* [Given exercise]: Reproduce the DVD playback thread word for word from "If you all need" to "I am overlooking.".

* [Document]:
================================

# DVD's Lagging During Playback



## 2RCHH (Apr 5, 2007)

Howdy,

I would consider myself blessed beyond belief if you guys might be able to help me out with my DVD's lagging. I got a new laptop for Christmas and it runs like a dream except for when it tries to play DVD's, it lags a little with both the video and sound. I've been working on it for a while and I can rule out the following: 

-Media Player (I've tried 7 players so far and all skip)
- DMA (this is selected and unselecting it does not help)
- Background programs (Kaspersky is currently running in the background but this issue has occured even when nothing but system stuff is running)
- Screen/Resolution (I've set the graphics to 486 levels and it still happens)
- Hardware acceleration (set to full)
- DVD Driver (uninstalled and re-installed)

The computer info is:

Gateway
XP MCE (SP2)
Centrino Duo 1.60GHz
.99 Gig Ram
CD/DL DVD Burner

If you all need any further info, let me know and I'll do my best. I would truly appreciate any help with this. It is a new machine and I have a feeling it is a simple thing that I am overlooking.

Thanks!


----------



## nessyguin (Oct 20, 2006)

Have you tried copying the DVD to your hard drive and seeing if the problem occurs if you play back from there too ? It would either eliminate or point the finger at your DVD drive as the culprit depending on the outcome ...


----------



## 2RCHH (Apr 5, 2007)

Thanks for the suggestion. I have ripped and transferred from DVD's and CD's and the files played fine. I figured this proved the DVD drive is working alright but maybe it's the play back. Any suggestions?


----------



## nessyguin (Oct 20, 2006)

If the files run fine from your hard drive but they apparently dont run fine from your dvd drive (you can rip/transfer but playback from dvd drive lags) then thats where your problem most likely lies . Try disabling all unnecessary processes then play your dvd ...


----------

================================

* [Supplied material]:
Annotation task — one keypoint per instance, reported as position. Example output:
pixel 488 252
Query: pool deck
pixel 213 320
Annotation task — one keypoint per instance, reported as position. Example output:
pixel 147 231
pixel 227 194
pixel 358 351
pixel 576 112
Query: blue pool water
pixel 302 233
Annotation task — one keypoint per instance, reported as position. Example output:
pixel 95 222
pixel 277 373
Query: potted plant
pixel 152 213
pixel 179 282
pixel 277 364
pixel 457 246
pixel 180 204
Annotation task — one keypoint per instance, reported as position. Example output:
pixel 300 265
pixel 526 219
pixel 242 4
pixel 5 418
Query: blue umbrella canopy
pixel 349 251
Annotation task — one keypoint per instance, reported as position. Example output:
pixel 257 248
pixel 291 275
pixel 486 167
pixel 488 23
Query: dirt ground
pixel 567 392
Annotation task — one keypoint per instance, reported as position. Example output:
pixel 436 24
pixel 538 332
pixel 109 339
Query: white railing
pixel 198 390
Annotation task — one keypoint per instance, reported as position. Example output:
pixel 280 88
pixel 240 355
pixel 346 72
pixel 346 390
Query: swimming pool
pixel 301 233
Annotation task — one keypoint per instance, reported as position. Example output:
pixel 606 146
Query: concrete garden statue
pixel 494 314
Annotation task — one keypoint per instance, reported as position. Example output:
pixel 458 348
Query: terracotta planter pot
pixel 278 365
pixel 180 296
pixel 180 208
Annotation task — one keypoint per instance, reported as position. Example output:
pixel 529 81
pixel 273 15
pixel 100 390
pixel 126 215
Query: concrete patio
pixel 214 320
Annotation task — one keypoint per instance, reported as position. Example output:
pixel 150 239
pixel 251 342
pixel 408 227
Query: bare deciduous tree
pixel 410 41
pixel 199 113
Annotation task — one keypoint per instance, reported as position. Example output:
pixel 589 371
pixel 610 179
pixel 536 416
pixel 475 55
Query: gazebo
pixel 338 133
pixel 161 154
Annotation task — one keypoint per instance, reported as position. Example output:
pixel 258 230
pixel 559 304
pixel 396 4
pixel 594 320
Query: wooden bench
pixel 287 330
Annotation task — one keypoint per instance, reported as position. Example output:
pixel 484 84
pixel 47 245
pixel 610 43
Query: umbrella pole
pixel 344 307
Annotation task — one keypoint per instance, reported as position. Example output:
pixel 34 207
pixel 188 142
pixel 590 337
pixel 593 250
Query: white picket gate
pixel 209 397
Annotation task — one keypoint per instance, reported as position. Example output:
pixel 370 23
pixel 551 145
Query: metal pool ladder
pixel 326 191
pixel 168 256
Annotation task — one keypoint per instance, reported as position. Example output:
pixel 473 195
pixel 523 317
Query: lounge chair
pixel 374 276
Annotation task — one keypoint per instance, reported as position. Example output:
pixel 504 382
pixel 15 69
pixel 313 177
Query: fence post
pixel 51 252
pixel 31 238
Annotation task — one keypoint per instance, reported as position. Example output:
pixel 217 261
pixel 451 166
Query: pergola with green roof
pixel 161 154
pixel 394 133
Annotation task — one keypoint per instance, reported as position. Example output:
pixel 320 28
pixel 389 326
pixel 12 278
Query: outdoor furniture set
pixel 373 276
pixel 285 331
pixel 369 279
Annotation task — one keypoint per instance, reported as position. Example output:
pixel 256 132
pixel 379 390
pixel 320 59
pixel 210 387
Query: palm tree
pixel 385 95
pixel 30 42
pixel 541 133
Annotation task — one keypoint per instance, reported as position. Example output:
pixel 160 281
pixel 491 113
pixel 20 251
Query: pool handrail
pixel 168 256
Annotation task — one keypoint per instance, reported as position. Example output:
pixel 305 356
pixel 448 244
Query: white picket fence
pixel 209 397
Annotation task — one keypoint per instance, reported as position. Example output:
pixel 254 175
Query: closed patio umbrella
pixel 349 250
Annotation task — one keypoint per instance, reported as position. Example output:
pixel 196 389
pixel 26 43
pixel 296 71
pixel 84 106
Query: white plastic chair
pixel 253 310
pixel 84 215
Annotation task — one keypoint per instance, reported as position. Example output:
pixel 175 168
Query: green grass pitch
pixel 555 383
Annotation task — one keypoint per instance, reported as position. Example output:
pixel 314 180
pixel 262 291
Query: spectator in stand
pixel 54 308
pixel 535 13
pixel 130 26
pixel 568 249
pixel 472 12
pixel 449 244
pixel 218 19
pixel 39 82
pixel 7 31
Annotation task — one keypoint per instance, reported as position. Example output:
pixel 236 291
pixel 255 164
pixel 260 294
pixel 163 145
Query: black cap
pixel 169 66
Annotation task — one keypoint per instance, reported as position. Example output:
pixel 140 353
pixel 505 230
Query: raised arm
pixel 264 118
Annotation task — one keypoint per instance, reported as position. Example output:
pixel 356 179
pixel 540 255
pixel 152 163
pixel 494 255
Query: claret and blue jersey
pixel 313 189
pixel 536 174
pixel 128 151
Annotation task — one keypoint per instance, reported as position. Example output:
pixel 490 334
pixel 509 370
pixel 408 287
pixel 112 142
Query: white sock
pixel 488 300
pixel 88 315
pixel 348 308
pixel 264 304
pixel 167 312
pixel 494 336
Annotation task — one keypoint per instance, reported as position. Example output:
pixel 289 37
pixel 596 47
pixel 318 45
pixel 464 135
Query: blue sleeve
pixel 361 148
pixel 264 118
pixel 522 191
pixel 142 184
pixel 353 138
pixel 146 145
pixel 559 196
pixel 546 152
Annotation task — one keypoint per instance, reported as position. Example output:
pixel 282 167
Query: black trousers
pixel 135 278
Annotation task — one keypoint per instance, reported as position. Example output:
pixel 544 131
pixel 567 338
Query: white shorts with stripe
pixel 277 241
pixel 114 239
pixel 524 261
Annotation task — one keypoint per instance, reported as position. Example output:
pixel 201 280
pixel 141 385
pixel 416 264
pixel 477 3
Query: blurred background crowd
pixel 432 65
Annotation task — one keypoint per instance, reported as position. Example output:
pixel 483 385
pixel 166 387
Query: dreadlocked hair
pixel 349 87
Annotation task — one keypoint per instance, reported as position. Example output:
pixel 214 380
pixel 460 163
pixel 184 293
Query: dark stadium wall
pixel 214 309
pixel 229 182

================================

* [Solution to the exercise]:
If you all need any further info, let me know and I'll do my best. I would truly appreciate any help with this. It is a new machine and I have a feeling it is a simple thing that I am overlooking.